Copy every line of the data below verbatim, character for character, preserving all spacing and punctuation.

·····

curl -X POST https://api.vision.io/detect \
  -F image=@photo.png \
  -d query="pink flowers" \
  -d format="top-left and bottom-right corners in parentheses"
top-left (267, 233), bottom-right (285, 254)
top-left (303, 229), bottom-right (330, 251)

·····

TASK SOLUTION =
curl -X POST https://api.vision.io/detect \
  -F image=@photo.png \
  -d query="pink flowers" \
  -d format="top-left and bottom-right corners in parentheses"
top-left (267, 233), bottom-right (285, 254)
top-left (303, 229), bottom-right (330, 251)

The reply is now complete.